*WHAT THE TASK REQUIRES*.
Repeat the records. Keep every word and mark exactly as it is.

*GIVEN DATA*.
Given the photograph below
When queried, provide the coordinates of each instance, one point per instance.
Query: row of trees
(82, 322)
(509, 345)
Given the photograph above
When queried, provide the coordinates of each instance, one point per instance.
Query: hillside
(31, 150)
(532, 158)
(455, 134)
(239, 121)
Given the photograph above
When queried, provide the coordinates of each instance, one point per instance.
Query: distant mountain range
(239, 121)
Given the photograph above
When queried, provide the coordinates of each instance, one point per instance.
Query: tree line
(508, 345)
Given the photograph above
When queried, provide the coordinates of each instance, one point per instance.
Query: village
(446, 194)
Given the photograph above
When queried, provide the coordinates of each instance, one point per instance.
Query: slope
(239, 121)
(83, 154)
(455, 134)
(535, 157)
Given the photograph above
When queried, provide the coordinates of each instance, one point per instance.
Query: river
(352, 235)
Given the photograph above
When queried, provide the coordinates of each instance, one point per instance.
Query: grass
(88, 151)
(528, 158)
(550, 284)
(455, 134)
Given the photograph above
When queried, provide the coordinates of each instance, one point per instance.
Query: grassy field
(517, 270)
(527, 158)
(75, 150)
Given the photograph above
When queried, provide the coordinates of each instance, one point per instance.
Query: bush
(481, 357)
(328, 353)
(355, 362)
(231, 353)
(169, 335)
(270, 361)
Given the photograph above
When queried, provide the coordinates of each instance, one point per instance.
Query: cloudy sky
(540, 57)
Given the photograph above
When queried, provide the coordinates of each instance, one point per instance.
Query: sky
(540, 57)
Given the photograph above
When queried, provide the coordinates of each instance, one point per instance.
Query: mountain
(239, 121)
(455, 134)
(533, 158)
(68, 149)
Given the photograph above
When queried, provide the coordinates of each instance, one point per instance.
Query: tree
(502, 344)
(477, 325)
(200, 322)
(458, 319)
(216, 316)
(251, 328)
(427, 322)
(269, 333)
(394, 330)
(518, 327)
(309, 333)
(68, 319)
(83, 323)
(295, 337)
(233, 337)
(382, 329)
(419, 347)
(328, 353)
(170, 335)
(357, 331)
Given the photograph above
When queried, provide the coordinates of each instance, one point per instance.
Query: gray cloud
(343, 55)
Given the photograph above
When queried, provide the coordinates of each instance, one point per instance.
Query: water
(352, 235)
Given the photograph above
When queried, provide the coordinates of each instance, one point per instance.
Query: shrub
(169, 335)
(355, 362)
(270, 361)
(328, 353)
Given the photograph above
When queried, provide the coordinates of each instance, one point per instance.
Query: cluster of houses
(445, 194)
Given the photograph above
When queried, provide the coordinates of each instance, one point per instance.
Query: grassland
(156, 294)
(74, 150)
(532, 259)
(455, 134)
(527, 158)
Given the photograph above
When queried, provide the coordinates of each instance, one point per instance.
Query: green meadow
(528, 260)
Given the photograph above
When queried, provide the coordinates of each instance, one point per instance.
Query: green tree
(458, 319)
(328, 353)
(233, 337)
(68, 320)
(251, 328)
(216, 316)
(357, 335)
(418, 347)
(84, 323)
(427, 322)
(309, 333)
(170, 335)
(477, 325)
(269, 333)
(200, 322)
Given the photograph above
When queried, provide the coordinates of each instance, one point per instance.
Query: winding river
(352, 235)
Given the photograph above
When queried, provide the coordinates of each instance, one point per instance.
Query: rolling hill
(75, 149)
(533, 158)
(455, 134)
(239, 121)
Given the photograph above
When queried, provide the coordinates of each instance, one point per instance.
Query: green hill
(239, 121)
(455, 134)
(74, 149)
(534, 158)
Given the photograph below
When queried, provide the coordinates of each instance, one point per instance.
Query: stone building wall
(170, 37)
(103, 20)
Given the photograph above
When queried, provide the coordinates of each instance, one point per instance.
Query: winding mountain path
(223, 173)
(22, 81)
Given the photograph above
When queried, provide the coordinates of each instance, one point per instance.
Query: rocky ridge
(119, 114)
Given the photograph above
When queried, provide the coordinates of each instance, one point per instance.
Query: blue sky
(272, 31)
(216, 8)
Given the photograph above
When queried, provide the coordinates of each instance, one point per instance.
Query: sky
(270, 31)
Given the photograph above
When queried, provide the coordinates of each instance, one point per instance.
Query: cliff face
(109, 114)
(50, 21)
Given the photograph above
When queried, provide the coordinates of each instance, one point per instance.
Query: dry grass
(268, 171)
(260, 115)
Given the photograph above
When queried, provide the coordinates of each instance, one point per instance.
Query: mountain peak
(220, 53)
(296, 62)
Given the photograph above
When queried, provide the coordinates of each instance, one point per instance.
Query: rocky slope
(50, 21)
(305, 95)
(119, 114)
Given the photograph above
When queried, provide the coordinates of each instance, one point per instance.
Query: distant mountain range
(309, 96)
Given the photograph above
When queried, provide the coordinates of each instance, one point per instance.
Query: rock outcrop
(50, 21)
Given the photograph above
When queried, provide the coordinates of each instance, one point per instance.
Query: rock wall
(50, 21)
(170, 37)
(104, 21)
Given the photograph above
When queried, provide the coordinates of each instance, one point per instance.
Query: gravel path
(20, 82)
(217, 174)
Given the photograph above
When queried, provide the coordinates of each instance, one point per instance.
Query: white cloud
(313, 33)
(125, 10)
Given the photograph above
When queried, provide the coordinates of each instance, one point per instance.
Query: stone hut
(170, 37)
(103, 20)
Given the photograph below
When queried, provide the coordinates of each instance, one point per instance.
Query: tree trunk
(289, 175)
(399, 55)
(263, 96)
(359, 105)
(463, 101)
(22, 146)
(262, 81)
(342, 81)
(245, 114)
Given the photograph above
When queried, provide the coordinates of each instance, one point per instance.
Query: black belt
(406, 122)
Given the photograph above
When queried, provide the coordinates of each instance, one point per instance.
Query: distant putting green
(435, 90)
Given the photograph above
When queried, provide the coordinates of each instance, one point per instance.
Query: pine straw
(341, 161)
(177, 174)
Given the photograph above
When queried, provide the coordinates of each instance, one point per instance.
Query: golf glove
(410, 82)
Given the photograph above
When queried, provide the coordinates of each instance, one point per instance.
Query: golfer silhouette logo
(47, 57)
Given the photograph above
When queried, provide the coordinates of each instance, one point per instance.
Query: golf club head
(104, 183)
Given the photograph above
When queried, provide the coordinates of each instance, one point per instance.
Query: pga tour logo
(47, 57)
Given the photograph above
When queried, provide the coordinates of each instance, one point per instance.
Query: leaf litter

*ANSWER TO THE PROBLEM*.
Given the photograph below
When queried, provide the coordinates of each instance, one point per instance.
Query: row of trees
(82, 322)
(509, 345)
Given the photograph above
When queried, provide the coordinates of each instance, one point per instance.
Query: hillside
(31, 150)
(532, 158)
(455, 134)
(239, 121)
Given the photograph above
When queried, provide the coordinates of each instance, one point per instance.
Query: distant mountain range
(239, 121)
Given the photograph above
When queried, provide the coordinates of each instance, one point per instance.
Query: tree line
(508, 345)
Given the photograph above
When queried, provide the coordinates of each instance, one point per instance.
Query: village
(446, 194)
Given the photograph above
When queried, provide the coordinates of each instance, one point per instance.
Query: slope
(239, 121)
(83, 154)
(455, 134)
(535, 157)
Given the photograph above
When queried, provide the coordinates of each instance, one point per instance.
Query: river
(352, 235)
Given the photograph above
When queried, provide the coordinates of each instance, one point per instance.
Query: grass
(88, 151)
(528, 158)
(550, 284)
(455, 134)
Given the photograph above
When queried, provide the coordinates of each instance, one point per instance.
Query: grassy field
(517, 270)
(527, 158)
(75, 150)
Given the photograph above
When queried, provide the coordinates of each instance, one point per instance.
Query: bush
(481, 357)
(328, 353)
(355, 362)
(231, 353)
(169, 335)
(270, 361)
Given the photograph above
When queried, provide the coordinates of each instance, one point per instance.
Query: cloudy sky
(540, 57)
Given the photograph above
When queried, provide the coordinates of each instance, one point per instance.
Query: sky
(540, 57)
Given the photograph above
When queried, provide the coordinates of each instance, one point per instance.
Query: mountain
(239, 121)
(455, 134)
(533, 158)
(68, 149)
Given the photograph above
When queried, provide the coordinates of each instance, one point per instance.
Query: tree
(502, 344)
(477, 325)
(200, 322)
(458, 319)
(216, 316)
(251, 328)
(427, 322)
(269, 333)
(394, 330)
(518, 327)
(309, 333)
(68, 319)
(83, 323)
(295, 337)
(233, 337)
(382, 329)
(419, 347)
(328, 353)
(170, 335)
(357, 331)
Given the photograph above
When queried, provide the coordinates of each instance, one point per instance.
Query: gray cloud
(343, 55)
Given the photograph above
When queried, provide the coordinates of each instance, one point per instance.
Query: water
(352, 235)
Given the photograph above
When queried, provide the coordinates of each instance, one point per instance.
Query: shrub
(169, 335)
(355, 362)
(270, 361)
(328, 353)
Given the photograph above
When queried, provide the coordinates of each instance, one point per instance.
Query: cluster of houses
(445, 194)
Given the photograph above
When queried, provide the coordinates of each instance, one point per instance.
Query: grassland
(156, 294)
(74, 150)
(532, 259)
(455, 134)
(527, 158)
Given the photograph above
When queried, provide the coordinates of each instance, one point per instance.
Query: green meadow
(528, 260)
Given the photograph above
When queried, provide the coordinates of each instance, one point per instance.
Query: green tree
(458, 319)
(328, 353)
(233, 337)
(68, 320)
(251, 328)
(216, 316)
(357, 335)
(418, 347)
(84, 323)
(427, 322)
(309, 333)
(170, 335)
(477, 325)
(269, 333)
(200, 322)
Given the photograph above
When queried, provide the coordinates of each instance, one point per instance.
Query: winding river
(352, 235)
Given the photograph above
When queried, provide the coordinates of each instance, one point per instance.
Query: rolling hill
(75, 149)
(533, 158)
(455, 134)
(239, 121)
Given the photograph above
When queried, provide the coordinates of each instance, one point per instance.
Query: green hill
(239, 121)
(455, 134)
(74, 149)
(534, 158)
Given the photograph below
When queried, provide the coordinates of each instance, one point per instance.
Query: stone building wall
(170, 37)
(103, 20)
Given the photograph above
When queried, provide the coordinates of each instance, one point per instance.
Query: winding mountain path
(223, 173)
(22, 81)
Given the photograph above
When queried, provide the coordinates of each instance, one point per instance.
Query: rocky ridge
(119, 114)
Given the photograph above
When queried, provide the coordinates of each instance, one point per instance.
Query: blue sky
(272, 31)
(216, 8)
Given the photograph above
When queried, provide the coordinates of each instance, one point per instance.
Query: sky
(270, 31)
Given the photograph above
When queried, provide the coordinates of each instance, one point per instance.
Query: cliff face
(109, 114)
(50, 21)
Given the photograph above
When queried, provide the coordinates of each instance, one point per instance.
Query: dry grass
(268, 171)
(260, 115)
Given the photograph above
When queried, provide the coordinates of each instance, one point per instance.
Query: mountain peak
(220, 53)
(296, 62)
Given the photograph above
When queried, provide the coordinates of each instance, one point per instance.
Query: rocky slope
(50, 21)
(305, 95)
(119, 114)
Given the photograph above
When queried, provide the coordinates of each instance, one point per instance.
Query: distant mountain range
(309, 96)
Given the photograph above
When queried, provide the coordinates of each instance, one point per instance.
Query: rock outcrop
(50, 21)
Given the photograph above
When queried, provide the coordinates of each instance, one point per instance.
Query: rock wall
(50, 21)
(170, 37)
(104, 21)
Given the photograph above
When queried, provide the coordinates of each instance, one point per instance.
Query: gravel path
(20, 82)
(217, 174)
Given the photograph above
When queried, provide the coordinates of each instance, one point per instance.
Query: white cloud
(313, 33)
(125, 10)
Given the photograph above
When queried, provide the coordinates of each instance, one point per instance.
Query: stone hut
(170, 37)
(103, 20)
Given the photograph below
When queried, provide the coordinates of each instance, one point per instance.
Query: tree trunk
(289, 175)
(399, 55)
(263, 96)
(359, 105)
(463, 101)
(22, 146)
(262, 81)
(342, 81)
(245, 114)
Given the photograph above
When queried, provide the coordinates of each instance, one point per instance.
Query: black belt
(406, 122)
Given the photograph above
When queried, provide the coordinates of each instance, one point per instance.
Query: distant putting green
(435, 90)
Given the photograph above
When queried, provide the coordinates of each instance, one point per instance.
Query: pine straw
(341, 161)
(177, 174)
Given the photograph above
When queried, provide the coordinates of each instance, one point per instance.
Query: golf glove
(410, 82)
Given the photograph above
When queried, provide the coordinates of each instance, one point per instance.
Query: golfer silhouette logo
(47, 57)
Given the photograph above
When queried, provide the coordinates of each instance, one point per instance.
Query: golf club head
(104, 183)
Given the photograph above
When queried, provide the coordinates of each instance, one point per instance.
Query: pga tour logo
(47, 57)
Given the photograph above
When queried, provide the coordinates of each instance, one point per instance.
Query: leaf litter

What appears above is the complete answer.